## What is needed
Lay out all of the material below as a Markdown table with two columns, "Row" for the row number and "Line" for the text of each line. Skip blank lines and leave the pictures out.

## Exercise materials
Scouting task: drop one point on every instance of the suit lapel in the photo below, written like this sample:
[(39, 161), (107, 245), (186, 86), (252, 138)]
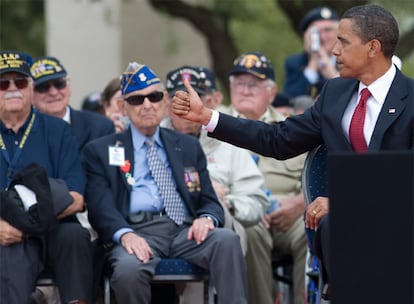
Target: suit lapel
[(78, 127), (124, 139), (341, 103), (392, 108)]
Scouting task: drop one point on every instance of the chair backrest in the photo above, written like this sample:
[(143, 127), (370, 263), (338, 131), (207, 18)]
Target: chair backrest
[(314, 176), (314, 180)]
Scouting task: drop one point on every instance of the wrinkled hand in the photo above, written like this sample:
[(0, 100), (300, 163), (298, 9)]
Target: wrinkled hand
[(286, 215), (190, 106), (9, 234), (76, 206), (221, 191), (315, 211), (136, 245), (199, 229)]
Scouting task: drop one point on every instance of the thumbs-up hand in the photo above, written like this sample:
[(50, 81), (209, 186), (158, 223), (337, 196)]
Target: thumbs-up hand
[(189, 105)]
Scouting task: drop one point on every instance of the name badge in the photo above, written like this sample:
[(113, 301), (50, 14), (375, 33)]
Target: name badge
[(116, 156)]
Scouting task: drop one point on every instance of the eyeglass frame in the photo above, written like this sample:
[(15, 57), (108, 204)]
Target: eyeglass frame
[(252, 87), (16, 81), (58, 83), (153, 97)]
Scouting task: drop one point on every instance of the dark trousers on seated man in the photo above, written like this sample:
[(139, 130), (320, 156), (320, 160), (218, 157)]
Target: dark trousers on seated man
[(131, 278)]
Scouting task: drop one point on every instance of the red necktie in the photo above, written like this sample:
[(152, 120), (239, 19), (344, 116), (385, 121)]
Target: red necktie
[(356, 128)]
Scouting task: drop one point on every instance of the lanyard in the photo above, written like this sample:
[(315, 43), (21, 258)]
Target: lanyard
[(16, 155)]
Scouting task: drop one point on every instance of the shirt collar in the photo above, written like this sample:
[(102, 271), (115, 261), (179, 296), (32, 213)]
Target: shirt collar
[(66, 117), (138, 139), (380, 87)]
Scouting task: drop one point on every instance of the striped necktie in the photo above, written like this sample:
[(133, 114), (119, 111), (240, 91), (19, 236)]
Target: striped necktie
[(356, 128), (173, 204)]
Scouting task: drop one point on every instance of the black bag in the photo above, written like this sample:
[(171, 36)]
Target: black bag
[(40, 217)]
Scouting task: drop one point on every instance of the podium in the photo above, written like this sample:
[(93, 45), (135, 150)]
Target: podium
[(371, 227)]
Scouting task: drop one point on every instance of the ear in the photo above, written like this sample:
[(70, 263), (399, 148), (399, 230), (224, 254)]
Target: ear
[(375, 48)]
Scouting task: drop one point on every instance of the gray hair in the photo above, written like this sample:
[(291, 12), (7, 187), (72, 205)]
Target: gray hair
[(374, 22)]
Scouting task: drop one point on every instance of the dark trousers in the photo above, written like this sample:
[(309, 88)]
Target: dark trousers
[(220, 253), (20, 265), (70, 258)]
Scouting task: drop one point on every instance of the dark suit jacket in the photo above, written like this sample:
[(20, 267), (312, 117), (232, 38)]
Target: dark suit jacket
[(321, 124), (87, 125), (108, 193), (296, 83)]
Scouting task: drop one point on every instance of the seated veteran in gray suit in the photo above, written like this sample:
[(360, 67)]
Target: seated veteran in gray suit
[(150, 196)]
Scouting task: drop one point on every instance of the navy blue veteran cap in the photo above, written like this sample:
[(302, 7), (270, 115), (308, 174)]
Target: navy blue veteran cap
[(201, 79), (13, 61), (137, 77), (318, 13), (253, 63), (47, 68)]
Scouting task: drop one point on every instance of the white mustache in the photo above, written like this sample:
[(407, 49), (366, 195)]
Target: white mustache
[(14, 94)]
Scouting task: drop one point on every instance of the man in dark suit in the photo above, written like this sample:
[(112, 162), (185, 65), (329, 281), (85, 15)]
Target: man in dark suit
[(364, 56), (26, 137), (132, 213), (307, 71), (51, 96)]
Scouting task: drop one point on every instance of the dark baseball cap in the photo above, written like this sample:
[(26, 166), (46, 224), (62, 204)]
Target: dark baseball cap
[(15, 61), (47, 68), (254, 63), (201, 79)]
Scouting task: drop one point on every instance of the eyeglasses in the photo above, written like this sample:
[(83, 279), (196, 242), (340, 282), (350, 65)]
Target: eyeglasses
[(20, 83), (136, 100), (59, 84), (254, 87)]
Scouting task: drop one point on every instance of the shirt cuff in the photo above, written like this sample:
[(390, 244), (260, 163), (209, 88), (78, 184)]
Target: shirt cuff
[(119, 233), (212, 217), (212, 124)]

## The output
| Row | Line |
|---|---|
| 1 | Scouting task: drop one point on every instance of the suit lapel in the photo below, written like this sample: |
| 2 | [(39, 161), (107, 245), (186, 86), (252, 138)] |
| 3 | Target: suit lapel |
| 4 | [(78, 127), (124, 139), (341, 103), (392, 108)] |
| 5 | Scouting task: drop one point on every instance of the chair backrest in the photo above, written like this sample: |
| 6 | [(143, 127), (370, 263), (338, 131), (207, 18)] |
| 7 | Target: chair backrest |
| 8 | [(314, 176), (314, 180)] |
| 9 | Scouting task: drop one point on every instance of the wrinkled hand in the photo above, written like this sample: |
| 10 | [(0, 100), (300, 163), (298, 9)] |
| 11 | Target: wrinkled hand |
| 12 | [(286, 215), (190, 106), (9, 234), (76, 206), (221, 191), (315, 211), (136, 245), (199, 229)] |
| 13 | Scouting task: drop one point on every instance of the thumbs-up hand in the photo above, written like this sample: |
| 14 | [(50, 81), (209, 186), (158, 223), (337, 196)] |
| 15 | Target: thumbs-up hand |
| 16 | [(189, 105)] |
| 17 | Scouting task: drop one point on every instance of the name badge in the photo above, written like this sample: |
| 18 | [(113, 301), (50, 14), (375, 33)] |
| 19 | Target: name badge |
| 20 | [(116, 156)] |
| 21 | Scouting task: drop one point on every instance of the eyeglass frame in the photo above, written like this sample: |
| 22 | [(15, 57), (108, 204)] |
| 23 | Target: eyeglass frame |
| 24 | [(252, 87), (16, 81), (58, 83), (153, 97)] |
| 25 | Scouting task: drop one point on every instance of the dark trousers on seated man in the photo above, written like this sample: |
| 26 | [(139, 130), (320, 156), (320, 160), (218, 157)] |
| 27 | Target: dark trousers on seated man |
| 28 | [(131, 278)] |
| 29 | Scouting task: drop one point on every instance of the red necktie in the photo above, written like this sample: |
| 30 | [(152, 120), (239, 19), (344, 116), (385, 121)] |
| 31 | Target: red necktie |
| 32 | [(356, 128)] |
| 33 | Scouting task: drop one point on every instance of the lanyard in the photo above, written like this sample: |
| 34 | [(315, 43), (21, 258)] |
| 35 | Target: lanyard |
| 36 | [(16, 155)] |
| 37 | Scouting task: drop one point on every instance of the shirt collar in the photo above, written like this sample: |
| 38 | [(102, 271), (115, 261), (179, 296), (32, 213)] |
| 39 | Target: shirt collar |
| 40 | [(66, 117), (138, 139), (380, 87)] |
| 41 | Scouting task: drop one point on every instance of the striped necktie in the photo above, written like this sample: |
| 42 | [(133, 114), (119, 111), (240, 91), (19, 236)] |
| 43 | Target: striped necktie |
| 44 | [(356, 128), (173, 204)] |
| 45 | Scouting task: drop one point on every instance of the black bag in the photo above, written like this sample: |
| 46 | [(171, 36)] |
| 47 | Target: black bag |
| 48 | [(40, 217)] |
| 49 | Scouting task: drop one point on every instance of the podium in the photo above, written like this sample: |
| 50 | [(93, 45), (135, 150)] |
| 51 | Target: podium |
| 52 | [(371, 227)] |
| 53 | Scouting task: drop one point on every instance of the ear in the photo above, written like this sample: |
| 54 | [(70, 263), (399, 148), (399, 230), (224, 254)] |
| 55 | Target: ear |
| 56 | [(375, 48)] |
| 57 | Scouting task: drop one point on every instance of the gray hair in the photo above, written like this sample: |
| 58 | [(291, 12), (7, 187), (72, 205)] |
| 59 | Target: gray hair |
| 60 | [(374, 22)] |
| 61 | Scouting task: drop one point on every instance of the dark trousers in the photo above, written like this sample: |
| 62 | [(309, 88)] |
| 63 | Target: dark trousers |
| 64 | [(220, 253), (20, 265), (70, 258)] |
| 65 | Scouting task: drop one point on every instance of the dark suit jacket in the photo above, written like this sample: |
| 66 | [(20, 267), (312, 117), (232, 38)] |
| 67 | Target: dark suit jacket |
| 68 | [(321, 124), (87, 125), (108, 193), (296, 83)] |
| 69 | Scouting task: drop one point on every instance of the seated veteran in gray suit in the photo above, written like this sample: |
| 70 | [(360, 67)] |
| 71 | Target: seated veteran in gray suit |
| 72 | [(150, 196)] |
| 73 | Scouting task: drop one point on every instance of the navy blue veteran cap in the photo above, written like this sample: |
| 74 | [(302, 7), (270, 115), (308, 174)] |
| 75 | Target: navy blue veteran cap |
| 76 | [(201, 79), (13, 61), (137, 77), (318, 13), (253, 63), (47, 68)] |
| 77 | Scouting task: drop one point on every instance of the white mustache in the photo above, written like this sample: |
| 78 | [(407, 49), (366, 195)] |
| 79 | Target: white mustache |
| 80 | [(14, 94)] |
| 81 | Scouting task: drop one point on every instance of the man in dark suit in the photo above, written like this sample: |
| 82 | [(112, 162), (185, 65), (329, 281), (85, 15)] |
| 83 | Target: man in dark suit |
| 84 | [(364, 56), (26, 137), (132, 213), (307, 71), (51, 96)] |
| 85 | Scouting task: drop one point on every instance of the dark baseball cap in the photo above, written like this sample: |
| 86 | [(26, 166), (46, 224), (62, 204)] |
| 87 | Target: dark baseball cap |
| 88 | [(15, 61), (47, 68), (254, 63), (201, 79)] |
| 89 | Scouting task: drop one point on every instance of the eyeglasses in the photo above, written like this sample: |
| 90 | [(83, 279), (196, 242), (340, 282), (350, 65)] |
| 91 | Target: eyeglasses |
| 92 | [(20, 83), (136, 100), (59, 84), (254, 87)] |
| 93 | Scouting task: drop one point on every instance of the shirt cuff in the photo above, written like this sample: |
| 94 | [(390, 244), (260, 163), (209, 88), (78, 184)] |
| 95 | Target: shirt cuff |
| 96 | [(119, 233), (212, 217), (212, 124)] |